Provided information start

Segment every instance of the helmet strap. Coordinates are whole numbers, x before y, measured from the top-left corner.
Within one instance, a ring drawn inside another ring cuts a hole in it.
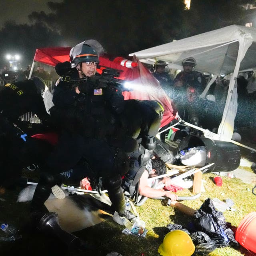
[[[77,66],[76,66],[76,69],[81,72],[82,76],[84,78],[87,78],[87,76],[86,76],[83,73],[83,71],[82,70],[82,64],[80,62]]]

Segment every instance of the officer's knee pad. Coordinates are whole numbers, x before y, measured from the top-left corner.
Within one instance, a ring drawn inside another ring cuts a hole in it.
[[[146,135],[142,138],[141,144],[146,149],[152,152],[156,146],[156,138],[153,136]]]
[[[139,162],[140,163],[140,166],[146,166],[148,161],[150,159],[150,153],[148,149],[145,149],[144,153],[141,154],[139,157]]]
[[[51,187],[56,184],[61,185],[62,178],[60,174],[54,175],[47,172],[43,172],[40,175],[39,182],[42,185]]]
[[[109,179],[106,179],[104,181],[104,186],[107,188],[111,188],[112,190],[118,189],[122,185],[122,179],[120,175],[117,175]]]

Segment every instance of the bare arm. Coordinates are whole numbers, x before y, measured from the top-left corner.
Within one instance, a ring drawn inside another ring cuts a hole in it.
[[[145,170],[140,180],[139,193],[140,195],[149,198],[166,196],[169,198],[172,201],[175,201],[178,199],[178,196],[170,191],[162,189],[155,189],[149,186],[148,185],[148,174]]]

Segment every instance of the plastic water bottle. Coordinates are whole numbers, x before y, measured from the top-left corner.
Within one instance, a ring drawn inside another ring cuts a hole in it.
[[[180,151],[174,157],[177,160],[179,159],[182,156],[184,156],[188,151],[190,150],[190,148],[189,148],[187,149],[183,149],[182,150]]]
[[[236,178],[236,176],[234,175],[234,173],[232,172],[220,172],[220,176],[223,176],[225,177],[227,177],[230,179],[232,179],[234,178]]]

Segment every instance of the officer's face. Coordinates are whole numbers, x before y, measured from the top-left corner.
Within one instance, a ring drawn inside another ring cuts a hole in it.
[[[185,72],[188,73],[189,72],[191,72],[192,71],[193,67],[192,66],[184,65],[183,66],[183,69]]]
[[[82,62],[81,69],[82,72],[86,76],[90,77],[92,76],[94,76],[96,73],[96,68],[97,66],[92,63],[90,66],[86,65],[85,62]]]

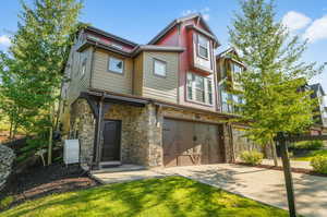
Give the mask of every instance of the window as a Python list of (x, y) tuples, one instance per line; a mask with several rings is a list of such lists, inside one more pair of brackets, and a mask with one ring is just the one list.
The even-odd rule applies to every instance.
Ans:
[(209, 57), (209, 41), (204, 36), (197, 35), (197, 52), (198, 56), (205, 59)]
[(154, 59), (154, 73), (159, 76), (166, 76), (166, 62)]
[(187, 99), (213, 105), (213, 82), (193, 73), (187, 73)]
[(86, 58), (84, 58), (83, 62), (82, 62), (82, 69), (81, 69), (81, 76), (84, 76), (85, 71), (86, 71)]
[(241, 74), (242, 73), (242, 67), (240, 64), (233, 63), (232, 69), (233, 69), (234, 74)]
[(240, 113), (244, 99), (241, 95), (231, 94), (226, 88), (226, 83), (220, 85), (221, 110), (228, 113)]
[(116, 73), (123, 73), (124, 62), (123, 60), (110, 57), (108, 70)]

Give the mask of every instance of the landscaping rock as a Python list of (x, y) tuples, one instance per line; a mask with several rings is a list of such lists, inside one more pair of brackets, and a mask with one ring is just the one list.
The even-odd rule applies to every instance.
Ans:
[(15, 158), (14, 152), (0, 145), (0, 191), (4, 188), (5, 181), (12, 171), (12, 164)]

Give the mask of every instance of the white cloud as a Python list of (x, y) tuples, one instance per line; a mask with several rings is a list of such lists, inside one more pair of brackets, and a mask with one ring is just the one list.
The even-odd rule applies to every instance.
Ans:
[(299, 31), (307, 26), (312, 20), (304, 15), (303, 13), (299, 13), (296, 11), (289, 11), (282, 17), (281, 23), (290, 29), (290, 32)]
[(304, 38), (310, 43), (320, 39), (327, 39), (327, 15), (315, 20), (305, 31)]
[(186, 16), (189, 14), (199, 12), (199, 13), (202, 13), (203, 19), (206, 20), (206, 21), (208, 21), (210, 19), (210, 15), (208, 13), (209, 11), (210, 11), (209, 7), (205, 7), (205, 8), (201, 9), (201, 10), (191, 10), (191, 9), (187, 9), (187, 10), (182, 11), (182, 15)]
[(7, 35), (1, 35), (0, 45), (9, 47), (11, 45), (10, 38)]

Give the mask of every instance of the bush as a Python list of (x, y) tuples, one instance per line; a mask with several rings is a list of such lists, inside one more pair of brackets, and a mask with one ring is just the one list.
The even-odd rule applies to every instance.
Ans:
[(256, 150), (246, 150), (243, 152), (240, 157), (245, 164), (255, 166), (262, 164), (264, 155)]
[(10, 204), (12, 204), (12, 202), (14, 201), (13, 196), (7, 196), (4, 198), (2, 198), (0, 201), (0, 209), (5, 209), (10, 206)]
[(327, 174), (327, 156), (317, 155), (311, 159), (310, 164), (314, 171)]
[(291, 149), (316, 150), (324, 146), (323, 141), (304, 141), (291, 145)]

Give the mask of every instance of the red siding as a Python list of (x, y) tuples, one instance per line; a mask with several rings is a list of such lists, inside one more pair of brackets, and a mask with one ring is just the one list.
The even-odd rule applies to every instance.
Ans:
[[(186, 28), (185, 26), (194, 24), (196, 25), (196, 19), (189, 20), (180, 24), (180, 33), (179, 27), (175, 26), (169, 33), (167, 33), (156, 45), (165, 45), (165, 46), (179, 46), (185, 48), (185, 51), (180, 53), (180, 72), (179, 72), (179, 103), (182, 105), (193, 106), (207, 110), (217, 110), (216, 107), (216, 98), (214, 101), (214, 106), (205, 106), (192, 101), (186, 100), (186, 73), (195, 72), (204, 75), (204, 71), (194, 68), (194, 56), (193, 56), (193, 34), (194, 31)], [(204, 28), (203, 25), (197, 25), (198, 27)], [(211, 49), (210, 56), (214, 57)], [(211, 58), (211, 64), (215, 64), (215, 59)], [(214, 68), (215, 69), (215, 68)], [(216, 81), (213, 81), (216, 85)], [(214, 93), (216, 92), (216, 86), (214, 88)]]
[(165, 45), (165, 46), (178, 46), (179, 45), (179, 34), (178, 27), (170, 29), (165, 37), (162, 37), (157, 45)]

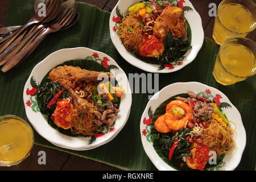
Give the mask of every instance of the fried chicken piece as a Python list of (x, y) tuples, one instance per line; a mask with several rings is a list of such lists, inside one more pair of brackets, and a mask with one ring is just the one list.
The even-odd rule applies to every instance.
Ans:
[(169, 6), (155, 20), (153, 34), (162, 40), (171, 32), (173, 36), (184, 36), (187, 40), (187, 25), (183, 10), (177, 6)]
[(92, 71), (78, 67), (64, 65), (53, 68), (49, 73), (48, 78), (52, 81), (60, 84), (61, 82), (63, 85), (70, 86), (77, 81), (100, 82), (101, 80), (98, 80), (98, 77), (101, 79), (102, 77), (101, 74), (105, 74), (104, 75), (109, 78), (112, 77), (110, 72)]
[(144, 57), (156, 57), (164, 50), (163, 42), (154, 35), (143, 36), (139, 46), (139, 54)]

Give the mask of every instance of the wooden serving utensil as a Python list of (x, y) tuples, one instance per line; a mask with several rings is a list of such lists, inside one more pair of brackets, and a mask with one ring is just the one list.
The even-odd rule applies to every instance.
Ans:
[(73, 8), (67, 7), (63, 12), (61, 13), (56, 18), (54, 22), (49, 24), (47, 28), (42, 30), (39, 34), (34, 34), (30, 40), (16, 55), (10, 59), (2, 68), (2, 71), (6, 72), (16, 65), (24, 57), (27, 55), (31, 49), (35, 49), (40, 43), (44, 39), (47, 35), (49, 33), (56, 32), (67, 26), (70, 23), (72, 18), (75, 18), (74, 14), (76, 12)]

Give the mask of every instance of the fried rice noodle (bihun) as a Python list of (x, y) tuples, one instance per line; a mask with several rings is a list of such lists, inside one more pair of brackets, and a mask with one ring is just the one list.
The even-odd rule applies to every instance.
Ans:
[(122, 19), (118, 28), (118, 35), (123, 46), (128, 50), (138, 52), (142, 40), (143, 26), (133, 15), (127, 14)]

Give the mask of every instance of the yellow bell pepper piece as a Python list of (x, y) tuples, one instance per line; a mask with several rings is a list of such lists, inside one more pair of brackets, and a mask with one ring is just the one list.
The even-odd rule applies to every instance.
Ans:
[(152, 13), (152, 9), (149, 7), (148, 6), (146, 6), (146, 13)]
[(214, 118), (215, 120), (218, 121), (221, 125), (223, 125), (224, 126), (226, 125), (226, 124), (223, 121), (222, 119), (220, 118), (220, 115), (218, 114), (213, 113), (212, 114), (212, 115)]
[(139, 10), (139, 14), (142, 18), (143, 18), (146, 15), (146, 7), (143, 7)]
[(114, 97), (113, 97), (111, 93), (109, 93), (109, 91), (106, 88), (106, 85), (104, 84), (102, 84), (100, 85), (100, 86), (102, 90), (106, 92), (106, 93), (108, 93), (108, 97), (109, 97), (110, 101), (112, 101), (114, 99)]
[(217, 104), (216, 104), (215, 103), (212, 103), (212, 104), (213, 104), (214, 105), (214, 112), (215, 113), (218, 114), (218, 115), (220, 117), (220, 118), (222, 119), (222, 121), (225, 123), (225, 125), (226, 125), (226, 124), (228, 124), (229, 123), (228, 119), (226, 118), (226, 117), (224, 115), (224, 114), (223, 114), (222, 113), (221, 113), (220, 109), (217, 106)]
[(145, 6), (146, 5), (144, 3), (140, 2), (130, 6), (128, 9), (128, 11), (133, 14), (137, 13), (140, 9), (144, 8)]

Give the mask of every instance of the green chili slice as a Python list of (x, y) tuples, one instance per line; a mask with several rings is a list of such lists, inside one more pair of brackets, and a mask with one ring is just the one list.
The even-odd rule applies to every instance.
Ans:
[(105, 106), (108, 105), (107, 101), (106, 101), (102, 97), (98, 95), (92, 95), (91, 98), (95, 104), (100, 106)]
[(161, 0), (156, 0), (156, 2), (160, 7), (164, 7), (164, 5), (162, 4), (163, 2)]

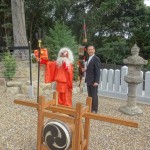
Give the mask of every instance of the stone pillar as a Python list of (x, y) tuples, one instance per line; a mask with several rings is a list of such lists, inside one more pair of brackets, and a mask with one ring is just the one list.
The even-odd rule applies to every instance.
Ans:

Provided information end

(Goal): Arrange the stretch of data from the line containing "Give the mask of every instance of the fried chicken" through the line containing "46), (139, 54)]", inclusive, as a JSON list of strings, with one string per line and blank lines omitted.

(Finished answer):
[
  "Give the mask of every instance of the fried chicken piece as a Python list of (x, y) tuples, one instance per line; a mask with several rings is a list of such lists, inside one more pair of brackets, and a mask with one ring is just the one list.",
  "The even-odd rule applies to every instance.",
  "Ans:",
  "[(169, 6), (155, 20), (153, 34), (162, 40), (171, 32), (173, 36), (184, 36), (187, 40), (187, 25), (183, 10), (177, 6)]",
  "[(92, 71), (78, 67), (64, 65), (53, 68), (49, 73), (48, 78), (52, 81), (60, 84), (61, 82), (63, 85), (70, 86), (77, 81), (100, 82), (101, 80), (98, 80), (98, 77), (101, 79), (102, 77), (101, 74), (105, 74), (104, 75), (109, 78), (112, 77), (110, 72)]",
  "[(144, 57), (156, 57), (164, 50), (163, 42), (154, 35), (143, 36), (139, 46), (139, 54)]"
]